Text section:
'''

Feeding for fertility during the breeding season
DAIRY: The quality of feeding in the dry period and early lactation is important in achieving good herd fertility. Joe Patton has advice on getting some key targets right.
Nutrition plays a vital role in achieving good herd fertility. Quality of feeding in the dry period and early lactation can affect outcomes; therefore many issues cannot be solved by just looking at the diet during the breeding season itself. It remains important to get some key targets right however:
- Body Condition Score (BCS) at breeding should be 2.75 plus to improve conception rates. What if some cows are still well below target at start of breeding? It will take a couple of months to fix very thin milking cows by feeding 2-3kg extra meal. Short-term improvements in conception rate will be minimal. If there are thin or non-cycling cows in the herd that are due for breeding, milking once-a-day for 6 weeks can boost fertility
- High EBI cows have been proven to maintain better BCS across a range of diets, explaining in part why their fertility is better. Use high EBI bulls to make feeding simpler in the long term.
- Energy intake drives milk performance, maintains BCS, and improves fertility. Ensure that the herd is grazing the best quality grass possible (1400kg covers, 3 leaf stage). Watch residuals (target 4cm) to make sure cows are cleaning paddocks but not being pinched on intake. Supplement deficits in grass in good time.
- Protein in the diet- high quality pasture contains a high level of crude protein (Nitrogen) which milking cows use with feed energy to make milk protein. Surplus diet N may elevate blood and milk urea levels and this may give rise to concerns on fertility. Under good management, bulk milk urea does not explain much difference in fertility between herds. Apply fertilizer N small-and-often during the breeding season, do not overload fertilizer N under drought conditions, and feed high energy 14% crude protein rations at grass to control any risk.
- Trace minerals (Copper, Cobalt, Iodine, Selenium, Manganese and Zinc) can affect fertility if lacking in the diet. However, feeding these minerals above requirements is expensive and will not boost fertility where no deficiency exists. The ‘silver bullet’ of extra minerals will not fix the problems of thin cows, poor heat detection or bad genetics.

'''

Dataset excerpts:
'''

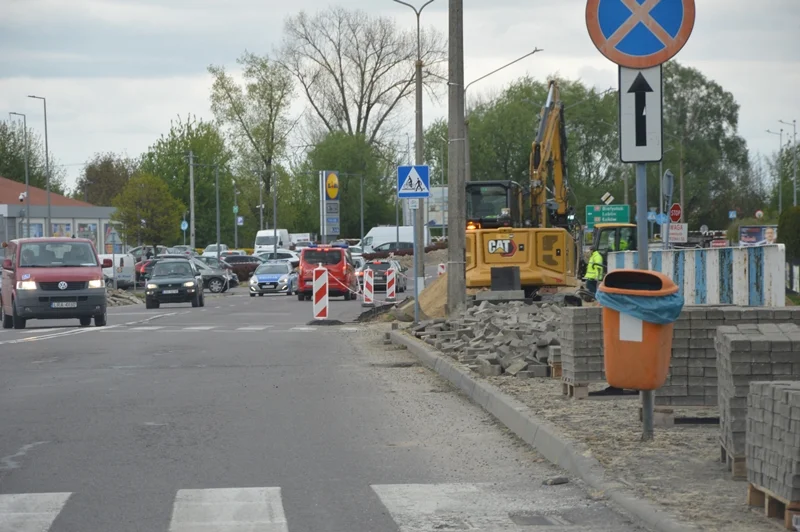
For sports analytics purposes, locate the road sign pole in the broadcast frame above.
[636,163,655,441]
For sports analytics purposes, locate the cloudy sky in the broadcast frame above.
[0,0,800,191]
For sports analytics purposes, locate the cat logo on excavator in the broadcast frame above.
[487,239,517,257]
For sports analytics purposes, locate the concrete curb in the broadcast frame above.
[390,331,697,532]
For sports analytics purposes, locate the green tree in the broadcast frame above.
[0,120,65,194]
[208,52,294,204]
[294,132,394,237]
[111,174,183,247]
[139,116,238,247]
[72,152,137,205]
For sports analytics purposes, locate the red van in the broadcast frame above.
[0,238,113,329]
[297,246,358,301]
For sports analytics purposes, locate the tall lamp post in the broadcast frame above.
[778,120,797,207]
[767,128,783,216]
[394,0,433,298]
[28,95,53,236]
[8,113,29,238]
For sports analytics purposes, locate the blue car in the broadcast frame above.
[250,261,297,297]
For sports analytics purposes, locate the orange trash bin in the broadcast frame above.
[597,270,683,390]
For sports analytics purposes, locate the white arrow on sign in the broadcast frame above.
[618,65,664,163]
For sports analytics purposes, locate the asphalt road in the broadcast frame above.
[0,294,642,532]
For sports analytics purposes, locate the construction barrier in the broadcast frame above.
[312,268,328,320]
[386,268,397,301]
[608,244,786,307]
[361,268,375,307]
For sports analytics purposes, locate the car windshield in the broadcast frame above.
[256,235,277,246]
[20,242,98,268]
[153,261,193,277]
[303,248,344,265]
[256,264,289,275]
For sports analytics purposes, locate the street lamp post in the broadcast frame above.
[8,113,31,238]
[767,128,783,216]
[778,120,797,207]
[464,48,544,182]
[28,95,52,236]
[394,0,433,304]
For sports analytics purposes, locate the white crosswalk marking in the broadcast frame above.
[169,488,289,532]
[371,483,585,532]
[0,493,70,532]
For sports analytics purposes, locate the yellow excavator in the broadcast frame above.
[466,81,635,297]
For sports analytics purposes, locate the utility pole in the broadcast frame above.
[447,0,467,315]
[778,120,797,207]
[8,113,31,238]
[189,150,196,249]
[392,0,433,298]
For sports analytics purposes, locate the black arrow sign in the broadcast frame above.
[628,72,653,146]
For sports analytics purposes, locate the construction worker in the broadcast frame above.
[583,246,603,295]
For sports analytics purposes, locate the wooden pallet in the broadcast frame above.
[719,443,747,480]
[561,380,589,399]
[747,484,800,530]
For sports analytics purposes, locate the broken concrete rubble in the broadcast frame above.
[410,301,563,379]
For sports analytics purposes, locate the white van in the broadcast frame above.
[361,225,431,253]
[98,253,136,288]
[253,229,292,255]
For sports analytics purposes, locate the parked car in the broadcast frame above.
[145,259,205,308]
[219,255,264,283]
[297,246,358,301]
[0,238,112,329]
[250,261,297,297]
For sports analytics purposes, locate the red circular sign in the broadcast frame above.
[669,203,683,223]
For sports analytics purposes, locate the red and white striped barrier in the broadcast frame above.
[312,268,328,320]
[361,268,375,307]
[386,268,397,301]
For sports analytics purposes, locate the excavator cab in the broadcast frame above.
[466,181,523,229]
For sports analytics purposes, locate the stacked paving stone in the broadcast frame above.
[558,307,606,384]
[716,323,800,459]
[656,306,800,406]
[745,381,800,502]
[411,301,563,378]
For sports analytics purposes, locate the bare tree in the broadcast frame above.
[208,51,296,190]
[280,7,445,143]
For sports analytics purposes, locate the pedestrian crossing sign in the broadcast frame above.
[397,166,431,198]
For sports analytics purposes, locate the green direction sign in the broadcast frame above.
[586,205,631,229]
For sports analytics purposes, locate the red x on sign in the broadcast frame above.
[586,0,695,68]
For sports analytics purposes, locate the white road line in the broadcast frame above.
[169,488,289,532]
[0,493,70,532]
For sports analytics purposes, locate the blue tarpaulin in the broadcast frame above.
[596,290,683,325]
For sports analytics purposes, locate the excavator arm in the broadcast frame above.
[530,81,572,230]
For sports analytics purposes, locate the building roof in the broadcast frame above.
[0,177,95,207]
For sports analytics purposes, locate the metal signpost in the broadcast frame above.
[397,166,431,323]
[586,0,695,440]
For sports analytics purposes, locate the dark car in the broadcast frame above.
[225,255,264,283]
[145,259,205,308]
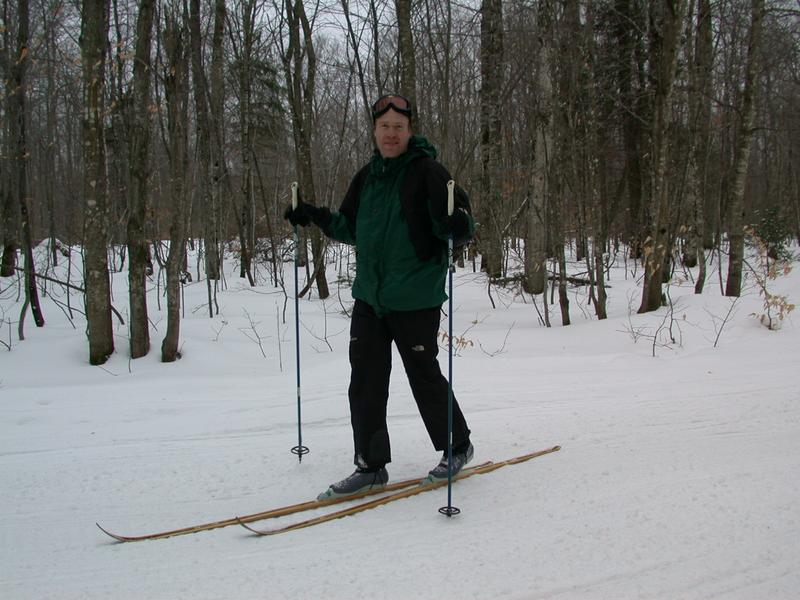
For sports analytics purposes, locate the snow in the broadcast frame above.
[0,245,800,600]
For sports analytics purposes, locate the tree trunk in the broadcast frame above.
[128,0,154,358]
[80,0,114,365]
[12,0,44,327]
[476,0,504,278]
[689,0,714,294]
[394,0,417,109]
[161,8,189,362]
[523,2,553,294]
[189,0,219,286]
[282,0,330,300]
[725,0,764,296]
[639,0,685,313]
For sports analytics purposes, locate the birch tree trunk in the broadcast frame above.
[80,0,114,365]
[128,0,154,358]
[282,0,330,299]
[689,0,714,294]
[725,0,764,296]
[9,0,44,327]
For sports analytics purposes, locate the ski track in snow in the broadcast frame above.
[0,246,800,600]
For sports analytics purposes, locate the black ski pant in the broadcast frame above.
[348,300,470,468]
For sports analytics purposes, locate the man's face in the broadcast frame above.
[375,109,411,158]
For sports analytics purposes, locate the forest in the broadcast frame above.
[0,0,800,364]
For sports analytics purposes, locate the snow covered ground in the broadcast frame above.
[0,241,800,600]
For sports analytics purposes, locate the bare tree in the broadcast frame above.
[9,0,44,327]
[161,5,189,362]
[476,0,505,278]
[128,0,154,358]
[639,0,686,313]
[281,0,330,299]
[80,0,114,365]
[725,0,764,296]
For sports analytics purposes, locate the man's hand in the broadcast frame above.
[442,208,469,240]
[283,200,331,227]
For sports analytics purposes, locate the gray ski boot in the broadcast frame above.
[422,444,475,485]
[317,467,389,502]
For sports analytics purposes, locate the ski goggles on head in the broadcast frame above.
[372,94,411,121]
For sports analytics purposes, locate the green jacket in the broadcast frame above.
[323,136,474,315]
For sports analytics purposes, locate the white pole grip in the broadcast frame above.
[447,179,456,215]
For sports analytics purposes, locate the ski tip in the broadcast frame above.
[235,517,265,536]
[95,522,130,542]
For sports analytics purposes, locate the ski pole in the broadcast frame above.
[292,181,309,462]
[439,179,461,517]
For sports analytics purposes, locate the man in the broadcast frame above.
[285,94,475,500]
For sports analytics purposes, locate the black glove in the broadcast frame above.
[442,208,469,240]
[283,200,331,227]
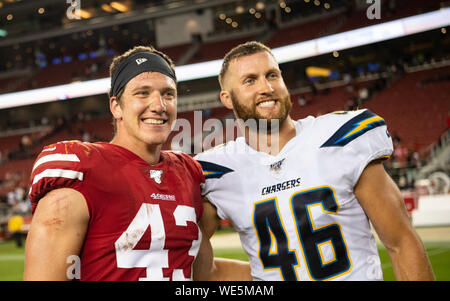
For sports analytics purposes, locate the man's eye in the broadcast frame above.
[164,92,175,98]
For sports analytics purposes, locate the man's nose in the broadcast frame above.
[150,91,166,113]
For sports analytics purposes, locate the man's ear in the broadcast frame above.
[109,96,122,119]
[219,90,233,110]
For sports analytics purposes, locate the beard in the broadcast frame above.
[230,91,292,132]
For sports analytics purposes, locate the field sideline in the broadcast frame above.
[0,227,450,281]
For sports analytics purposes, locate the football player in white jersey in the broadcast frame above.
[196,42,434,280]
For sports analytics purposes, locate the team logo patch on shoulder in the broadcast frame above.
[150,169,162,184]
[321,110,386,147]
[197,160,233,179]
[270,158,286,174]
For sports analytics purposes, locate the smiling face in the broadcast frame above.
[110,72,177,153]
[220,51,292,125]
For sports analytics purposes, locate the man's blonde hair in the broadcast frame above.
[219,41,275,89]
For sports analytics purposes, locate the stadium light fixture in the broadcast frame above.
[0,8,450,109]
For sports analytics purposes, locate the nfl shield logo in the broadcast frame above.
[270,158,286,174]
[150,170,162,184]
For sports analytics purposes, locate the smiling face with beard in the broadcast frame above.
[221,51,292,130]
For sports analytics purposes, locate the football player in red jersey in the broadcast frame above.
[24,46,249,280]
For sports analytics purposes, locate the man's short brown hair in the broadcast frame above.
[108,46,175,133]
[109,46,175,98]
[219,41,274,89]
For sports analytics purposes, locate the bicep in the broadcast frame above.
[354,162,412,247]
[24,188,89,280]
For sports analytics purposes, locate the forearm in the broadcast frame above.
[387,234,435,281]
[24,224,77,281]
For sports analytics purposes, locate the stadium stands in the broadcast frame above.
[0,0,450,237]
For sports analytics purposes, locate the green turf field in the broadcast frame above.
[0,236,450,281]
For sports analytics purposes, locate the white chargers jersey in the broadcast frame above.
[196,110,393,281]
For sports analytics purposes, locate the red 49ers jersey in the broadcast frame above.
[29,141,204,280]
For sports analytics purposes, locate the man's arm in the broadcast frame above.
[24,188,89,281]
[355,161,434,281]
[194,199,252,281]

'''

Exercise tasks:
A. Repeat the passage of the dairy fertility article from "- Trace minerals" up to and including "or bad genetics.".
B. Turn the paragraph of the dairy fertility article beginning "Energy intake drives milk performance" into a short list that keeps its main facts.
C. Answer these questions from the dairy fertility article:
(i) What Body Condition Score should cows have at breeding?
(ii) What residual height is the target when grazing?
(iii) What crude protein level should high energy rations fed at grass have?
None of the tasks need the records.

Expected results:
A.
- Trace minerals (Copper, Cobalt, Iodine, Selenium, Manganese and Zinc) can affect fertility if lacking in the diet. However, feeding these minerals above requirements is expensive and will not boost fertility where no deficiency exists. The ‘silver bullet’ of extra minerals will not fix the problems of thin cows, poor heat detection or bad genetics.

B.
- Energy intake drives milk performance, maintains BCS and improves fertility.
- Graze the herd on the best quality grass possible (1400kg covers, 3 leaf stage).
- Watch residuals (target 4cm) so cows clean paddocks without being pinched on intake.
- Supplement grass deficits in good time.

C.
(i) 2.75 plus
(ii) 4cm
(iii) 14%